*Exercise details*:
Collect every line of the data below that contains the word "dorsal".

*Supplied records*:
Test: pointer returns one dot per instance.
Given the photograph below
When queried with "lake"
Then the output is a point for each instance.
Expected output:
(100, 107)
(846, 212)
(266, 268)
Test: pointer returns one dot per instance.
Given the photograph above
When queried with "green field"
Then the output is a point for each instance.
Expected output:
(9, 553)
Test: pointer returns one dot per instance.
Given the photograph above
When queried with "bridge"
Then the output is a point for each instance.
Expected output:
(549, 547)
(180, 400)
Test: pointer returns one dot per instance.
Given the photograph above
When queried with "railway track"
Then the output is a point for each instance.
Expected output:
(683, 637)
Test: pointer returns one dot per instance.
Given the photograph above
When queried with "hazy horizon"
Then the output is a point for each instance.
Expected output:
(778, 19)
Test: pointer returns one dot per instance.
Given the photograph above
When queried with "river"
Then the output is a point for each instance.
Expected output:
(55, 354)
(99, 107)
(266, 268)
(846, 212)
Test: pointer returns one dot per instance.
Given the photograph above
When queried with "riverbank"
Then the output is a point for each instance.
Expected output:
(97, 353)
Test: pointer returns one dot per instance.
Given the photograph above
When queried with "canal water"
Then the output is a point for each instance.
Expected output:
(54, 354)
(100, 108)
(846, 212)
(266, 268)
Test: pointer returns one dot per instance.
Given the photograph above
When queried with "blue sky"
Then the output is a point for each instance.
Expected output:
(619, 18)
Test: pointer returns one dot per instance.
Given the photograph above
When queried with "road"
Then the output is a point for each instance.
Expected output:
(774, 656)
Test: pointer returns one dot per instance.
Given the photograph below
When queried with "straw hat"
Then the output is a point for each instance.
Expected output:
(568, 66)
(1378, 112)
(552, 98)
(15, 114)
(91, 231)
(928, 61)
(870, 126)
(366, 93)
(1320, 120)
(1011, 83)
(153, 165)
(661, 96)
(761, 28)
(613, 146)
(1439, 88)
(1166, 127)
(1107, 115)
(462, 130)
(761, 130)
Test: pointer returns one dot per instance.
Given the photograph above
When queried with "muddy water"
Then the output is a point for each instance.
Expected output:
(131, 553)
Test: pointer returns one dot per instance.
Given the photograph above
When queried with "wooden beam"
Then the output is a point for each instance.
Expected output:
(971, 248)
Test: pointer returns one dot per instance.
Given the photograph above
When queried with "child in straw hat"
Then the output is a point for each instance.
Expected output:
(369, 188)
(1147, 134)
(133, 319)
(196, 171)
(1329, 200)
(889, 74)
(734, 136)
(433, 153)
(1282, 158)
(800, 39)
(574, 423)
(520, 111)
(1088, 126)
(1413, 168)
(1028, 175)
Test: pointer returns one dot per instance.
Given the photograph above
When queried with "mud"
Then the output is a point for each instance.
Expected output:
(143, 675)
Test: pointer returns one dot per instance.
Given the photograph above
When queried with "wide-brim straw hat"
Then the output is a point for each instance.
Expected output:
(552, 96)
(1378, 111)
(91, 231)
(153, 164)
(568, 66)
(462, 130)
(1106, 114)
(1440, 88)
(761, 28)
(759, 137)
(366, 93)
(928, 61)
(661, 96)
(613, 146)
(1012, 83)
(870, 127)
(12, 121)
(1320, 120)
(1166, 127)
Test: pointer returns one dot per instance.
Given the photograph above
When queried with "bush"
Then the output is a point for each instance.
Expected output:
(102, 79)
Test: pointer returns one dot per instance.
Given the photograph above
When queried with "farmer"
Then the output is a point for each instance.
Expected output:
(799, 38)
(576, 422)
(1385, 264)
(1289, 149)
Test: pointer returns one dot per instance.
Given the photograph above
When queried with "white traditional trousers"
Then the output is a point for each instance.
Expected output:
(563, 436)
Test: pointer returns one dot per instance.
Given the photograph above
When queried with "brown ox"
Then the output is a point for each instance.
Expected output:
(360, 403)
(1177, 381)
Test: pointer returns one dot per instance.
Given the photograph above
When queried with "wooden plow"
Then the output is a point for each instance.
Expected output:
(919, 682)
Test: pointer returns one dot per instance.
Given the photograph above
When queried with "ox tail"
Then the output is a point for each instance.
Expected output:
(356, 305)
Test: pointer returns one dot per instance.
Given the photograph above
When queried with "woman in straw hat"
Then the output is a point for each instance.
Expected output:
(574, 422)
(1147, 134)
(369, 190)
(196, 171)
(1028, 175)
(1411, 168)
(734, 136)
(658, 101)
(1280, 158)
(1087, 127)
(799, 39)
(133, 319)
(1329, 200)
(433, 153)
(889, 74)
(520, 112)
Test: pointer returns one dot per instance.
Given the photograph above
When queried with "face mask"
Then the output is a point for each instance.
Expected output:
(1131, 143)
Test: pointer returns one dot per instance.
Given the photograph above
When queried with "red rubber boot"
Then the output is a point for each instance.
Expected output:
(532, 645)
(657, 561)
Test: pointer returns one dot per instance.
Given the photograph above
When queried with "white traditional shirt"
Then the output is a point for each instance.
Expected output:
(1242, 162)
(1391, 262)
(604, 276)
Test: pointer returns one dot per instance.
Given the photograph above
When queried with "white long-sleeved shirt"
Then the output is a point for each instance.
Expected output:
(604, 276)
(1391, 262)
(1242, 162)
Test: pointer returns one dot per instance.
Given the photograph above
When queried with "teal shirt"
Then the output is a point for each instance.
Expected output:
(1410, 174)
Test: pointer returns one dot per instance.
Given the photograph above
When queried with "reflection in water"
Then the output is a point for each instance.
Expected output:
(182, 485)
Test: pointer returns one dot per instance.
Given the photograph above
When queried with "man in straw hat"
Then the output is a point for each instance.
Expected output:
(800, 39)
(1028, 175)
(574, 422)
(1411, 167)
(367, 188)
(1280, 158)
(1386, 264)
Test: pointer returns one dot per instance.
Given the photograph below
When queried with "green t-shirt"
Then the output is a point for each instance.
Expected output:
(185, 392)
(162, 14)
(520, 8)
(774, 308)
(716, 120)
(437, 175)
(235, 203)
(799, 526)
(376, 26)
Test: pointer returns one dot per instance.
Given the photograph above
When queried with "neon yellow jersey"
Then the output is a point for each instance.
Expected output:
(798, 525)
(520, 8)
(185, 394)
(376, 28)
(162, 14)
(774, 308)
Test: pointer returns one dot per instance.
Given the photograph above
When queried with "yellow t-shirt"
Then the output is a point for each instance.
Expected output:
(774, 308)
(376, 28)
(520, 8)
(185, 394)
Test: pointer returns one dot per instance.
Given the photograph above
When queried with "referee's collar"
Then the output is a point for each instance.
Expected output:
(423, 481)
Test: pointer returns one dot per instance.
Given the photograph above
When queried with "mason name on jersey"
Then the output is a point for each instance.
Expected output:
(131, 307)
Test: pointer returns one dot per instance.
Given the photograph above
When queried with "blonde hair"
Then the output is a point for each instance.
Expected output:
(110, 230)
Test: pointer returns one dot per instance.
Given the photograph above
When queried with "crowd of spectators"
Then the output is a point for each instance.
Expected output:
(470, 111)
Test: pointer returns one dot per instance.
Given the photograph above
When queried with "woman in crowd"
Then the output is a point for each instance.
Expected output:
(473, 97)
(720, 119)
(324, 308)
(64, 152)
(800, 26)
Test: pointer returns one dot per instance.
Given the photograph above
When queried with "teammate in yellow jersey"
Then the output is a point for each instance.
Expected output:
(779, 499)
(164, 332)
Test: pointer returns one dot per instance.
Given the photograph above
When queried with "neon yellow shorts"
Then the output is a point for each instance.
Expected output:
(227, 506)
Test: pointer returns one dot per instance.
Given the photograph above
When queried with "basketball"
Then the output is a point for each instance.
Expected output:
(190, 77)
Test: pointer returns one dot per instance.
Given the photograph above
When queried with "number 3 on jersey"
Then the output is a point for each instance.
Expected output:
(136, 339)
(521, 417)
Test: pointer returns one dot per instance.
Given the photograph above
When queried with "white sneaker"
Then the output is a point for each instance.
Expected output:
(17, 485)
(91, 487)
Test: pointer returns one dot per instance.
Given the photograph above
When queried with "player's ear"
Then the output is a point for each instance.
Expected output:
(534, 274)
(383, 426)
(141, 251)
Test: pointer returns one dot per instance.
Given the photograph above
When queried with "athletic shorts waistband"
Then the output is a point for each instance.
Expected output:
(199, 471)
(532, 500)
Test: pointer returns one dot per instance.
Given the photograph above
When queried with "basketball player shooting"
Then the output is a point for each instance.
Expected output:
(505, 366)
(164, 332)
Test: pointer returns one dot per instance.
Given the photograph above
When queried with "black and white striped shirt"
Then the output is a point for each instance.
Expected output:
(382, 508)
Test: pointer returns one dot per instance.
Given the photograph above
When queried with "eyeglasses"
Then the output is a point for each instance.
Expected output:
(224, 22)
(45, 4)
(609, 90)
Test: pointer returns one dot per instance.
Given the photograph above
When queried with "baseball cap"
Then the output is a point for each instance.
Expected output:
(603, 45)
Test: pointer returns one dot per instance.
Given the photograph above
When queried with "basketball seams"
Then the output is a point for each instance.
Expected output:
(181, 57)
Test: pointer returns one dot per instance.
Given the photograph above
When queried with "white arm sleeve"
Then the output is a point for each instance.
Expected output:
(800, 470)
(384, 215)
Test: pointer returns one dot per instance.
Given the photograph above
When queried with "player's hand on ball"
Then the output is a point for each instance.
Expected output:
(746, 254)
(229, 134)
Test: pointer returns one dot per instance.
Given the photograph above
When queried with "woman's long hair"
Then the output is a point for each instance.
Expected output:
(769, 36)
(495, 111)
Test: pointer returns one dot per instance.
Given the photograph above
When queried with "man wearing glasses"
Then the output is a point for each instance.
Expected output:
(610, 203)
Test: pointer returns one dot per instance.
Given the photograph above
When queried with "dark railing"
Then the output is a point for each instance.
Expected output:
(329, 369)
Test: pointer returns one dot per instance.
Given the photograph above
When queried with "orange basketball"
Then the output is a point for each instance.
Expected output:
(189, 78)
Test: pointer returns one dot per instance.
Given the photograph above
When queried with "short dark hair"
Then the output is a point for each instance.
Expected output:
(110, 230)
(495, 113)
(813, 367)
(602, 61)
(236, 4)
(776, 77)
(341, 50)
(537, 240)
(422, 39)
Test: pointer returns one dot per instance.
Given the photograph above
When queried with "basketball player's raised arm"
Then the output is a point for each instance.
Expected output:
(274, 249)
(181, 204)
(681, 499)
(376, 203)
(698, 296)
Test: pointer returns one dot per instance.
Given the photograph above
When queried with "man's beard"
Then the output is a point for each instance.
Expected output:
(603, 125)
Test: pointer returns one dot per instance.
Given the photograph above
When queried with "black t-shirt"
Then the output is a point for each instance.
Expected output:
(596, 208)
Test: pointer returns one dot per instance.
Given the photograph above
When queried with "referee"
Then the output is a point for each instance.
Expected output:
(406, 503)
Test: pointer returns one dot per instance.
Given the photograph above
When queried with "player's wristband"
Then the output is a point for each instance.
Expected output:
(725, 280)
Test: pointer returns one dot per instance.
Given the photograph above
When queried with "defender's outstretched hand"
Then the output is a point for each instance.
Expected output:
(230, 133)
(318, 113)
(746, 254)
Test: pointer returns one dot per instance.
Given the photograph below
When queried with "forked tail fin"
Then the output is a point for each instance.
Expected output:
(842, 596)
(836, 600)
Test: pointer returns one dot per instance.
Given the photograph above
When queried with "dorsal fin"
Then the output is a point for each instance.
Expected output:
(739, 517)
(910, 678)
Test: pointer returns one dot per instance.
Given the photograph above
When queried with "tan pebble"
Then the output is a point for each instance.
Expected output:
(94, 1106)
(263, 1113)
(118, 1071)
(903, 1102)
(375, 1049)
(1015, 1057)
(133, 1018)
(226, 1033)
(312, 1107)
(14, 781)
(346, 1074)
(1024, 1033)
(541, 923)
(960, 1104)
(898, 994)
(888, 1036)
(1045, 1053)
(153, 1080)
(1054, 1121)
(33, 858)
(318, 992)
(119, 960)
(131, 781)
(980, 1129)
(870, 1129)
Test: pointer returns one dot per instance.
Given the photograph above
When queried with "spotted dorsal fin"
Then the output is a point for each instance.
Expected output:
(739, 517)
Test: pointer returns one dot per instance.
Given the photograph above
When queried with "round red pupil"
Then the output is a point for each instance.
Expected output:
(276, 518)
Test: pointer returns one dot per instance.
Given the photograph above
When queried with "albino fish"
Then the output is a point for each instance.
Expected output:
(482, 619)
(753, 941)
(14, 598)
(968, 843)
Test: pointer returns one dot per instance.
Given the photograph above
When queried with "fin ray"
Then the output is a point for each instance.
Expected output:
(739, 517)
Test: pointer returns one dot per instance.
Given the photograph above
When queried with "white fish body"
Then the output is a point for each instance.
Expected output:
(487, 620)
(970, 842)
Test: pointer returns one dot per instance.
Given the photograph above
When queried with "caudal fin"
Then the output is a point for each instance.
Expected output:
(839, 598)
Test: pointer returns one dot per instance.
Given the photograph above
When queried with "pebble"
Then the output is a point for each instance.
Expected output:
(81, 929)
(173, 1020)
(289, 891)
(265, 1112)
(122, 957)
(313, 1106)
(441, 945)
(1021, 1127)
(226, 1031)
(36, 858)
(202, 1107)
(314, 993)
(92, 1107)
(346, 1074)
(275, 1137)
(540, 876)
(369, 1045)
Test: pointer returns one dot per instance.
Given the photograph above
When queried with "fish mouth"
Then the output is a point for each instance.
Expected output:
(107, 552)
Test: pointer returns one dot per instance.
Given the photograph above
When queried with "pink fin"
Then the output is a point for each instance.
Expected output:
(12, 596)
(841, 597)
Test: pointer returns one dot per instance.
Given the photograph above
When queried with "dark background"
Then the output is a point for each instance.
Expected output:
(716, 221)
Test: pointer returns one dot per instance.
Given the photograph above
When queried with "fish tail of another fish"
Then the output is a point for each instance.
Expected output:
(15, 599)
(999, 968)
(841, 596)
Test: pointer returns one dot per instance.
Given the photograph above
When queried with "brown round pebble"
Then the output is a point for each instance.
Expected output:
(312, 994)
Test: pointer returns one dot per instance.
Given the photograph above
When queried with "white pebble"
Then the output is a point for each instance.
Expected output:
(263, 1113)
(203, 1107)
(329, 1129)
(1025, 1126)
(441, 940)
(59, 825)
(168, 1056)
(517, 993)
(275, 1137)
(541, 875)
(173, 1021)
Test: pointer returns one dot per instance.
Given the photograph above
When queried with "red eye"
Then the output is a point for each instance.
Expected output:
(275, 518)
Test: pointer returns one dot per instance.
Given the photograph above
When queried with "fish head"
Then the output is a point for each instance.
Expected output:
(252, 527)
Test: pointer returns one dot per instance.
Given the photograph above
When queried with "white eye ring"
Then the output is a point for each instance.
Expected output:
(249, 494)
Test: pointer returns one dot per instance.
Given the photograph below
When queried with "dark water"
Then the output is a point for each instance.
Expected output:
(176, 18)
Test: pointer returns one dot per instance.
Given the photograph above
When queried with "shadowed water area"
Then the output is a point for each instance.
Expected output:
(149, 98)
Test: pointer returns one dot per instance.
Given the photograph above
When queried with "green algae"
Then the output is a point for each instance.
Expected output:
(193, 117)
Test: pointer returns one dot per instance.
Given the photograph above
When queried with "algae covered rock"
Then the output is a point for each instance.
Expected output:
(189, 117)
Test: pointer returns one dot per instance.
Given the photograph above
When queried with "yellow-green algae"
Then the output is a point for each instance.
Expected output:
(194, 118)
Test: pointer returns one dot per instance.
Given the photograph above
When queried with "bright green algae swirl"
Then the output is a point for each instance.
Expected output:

*Reply to the exercise*:
When queried with "dorsal fin"
When queried with "spotted dorsal fin"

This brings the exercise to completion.